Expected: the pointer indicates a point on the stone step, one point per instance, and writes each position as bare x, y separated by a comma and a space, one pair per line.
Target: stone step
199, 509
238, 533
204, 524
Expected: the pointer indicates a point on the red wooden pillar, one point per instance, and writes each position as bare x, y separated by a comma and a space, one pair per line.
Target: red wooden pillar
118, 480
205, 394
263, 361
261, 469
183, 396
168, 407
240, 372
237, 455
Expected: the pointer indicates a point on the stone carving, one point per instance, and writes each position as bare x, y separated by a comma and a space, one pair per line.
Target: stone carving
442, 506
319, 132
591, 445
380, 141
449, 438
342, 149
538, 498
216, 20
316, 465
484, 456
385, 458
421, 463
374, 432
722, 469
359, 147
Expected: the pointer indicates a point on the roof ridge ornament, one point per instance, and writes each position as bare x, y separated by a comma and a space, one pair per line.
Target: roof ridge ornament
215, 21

Exercise requirements: Repeat back the material above verbatim, including every line.

Exercise response:
Expected: the pointer indicates a point on the stone step, one point per instance, and writes each position as bare x, y separated by a comma and a space, one pair per line.
Target: stone step
199, 509
238, 533
204, 524
Expected: the pointer indicates a point on the red wooden pillar, one point per instance, and writes each position as bare x, y separated by a comma and a space, one pair per line.
Target: red wooden pillar
118, 480
205, 394
263, 361
261, 469
183, 396
168, 407
240, 372
237, 455
Expected: the pointer indicates a point on the stone carving, one point per instance, and writes each position as bare x, y separated by a comma and a space, one pair per line.
Target: stone carving
442, 506
319, 132
591, 445
380, 141
449, 438
342, 149
538, 498
216, 20
316, 465
484, 456
385, 458
421, 463
374, 432
722, 469
359, 147
Expected: the pointer indicates a point on the roof ridge ornament, one point per instance, and writes each position as bare x, y separated by a comma and a space, one pair per line.
Target: roof ridge ornament
215, 21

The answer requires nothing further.